§ Supplied text:
--- begin ---
The president of the Alaska Gasline Development Corporation is out, fired on Thursday by a board reshaped by Alaska’s new governor.

Keith Meyer lost his job leading the corporation, a state agency that is sponsoring the most recent plan to build a pipeline project that would ship long-stranded North Slope natural gas to markets. The decision came at regular meeting of the AGDC board, but that board was dramatically changed three days earlier when Gov. Mike Dunleavy replaced four of the seven members.

Despite the sweeping changes in leadership, the AGDC remains fully committed to making Alaska’s gas pipeline dreams a reality, said new board member Doug Smith, who was chosen at the meeting to chair the board.

“This may be the most serious job that we undertake. This job is about the next generation of Alaskans,” he said in closing comments at the meeting.

For nearly half a century, Alaskans have tried to find a way to sell the vast reserves of natural gas that lie in the North Slope oil fields. Known reserves in the Prudhoe Bay and Point Thomson fields total about 35 trillion cubic feet, and there is much more natural gas within the hydrocarbon reservoir that is likely to lie in the hydrocarbon basin.

The latest plan is for a liquefied natural gas project, with an 800-mile pipeline from the North Slope to a processing facility at tidewater at Cook Inlet in southern Alaska. China would be the primary market and Chinese institutions would be the financial partners. The plan also calls for off-takes along the line to provide natural gas to Alaska users. The estimated construction cost is $43 billion.
--- end ---
§ Entries shown:
--- begin ---
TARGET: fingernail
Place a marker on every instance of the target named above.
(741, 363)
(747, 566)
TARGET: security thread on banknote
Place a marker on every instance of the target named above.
--- end ---
§ What this exercise asks:
a – In the article about the Alaska gas pipeline, what is the estimated construction cost of the latest plan?
b – Please copy the records above word for word, with nothing changed.

§ Responses to the tasks:
a – $43 billion.

b –
TARGET: fingernail
Place a marker on every instance of the target named above.
(741, 363)
(747, 566)
TARGET: security thread on banknote
Place a marker on every instance of the target named above.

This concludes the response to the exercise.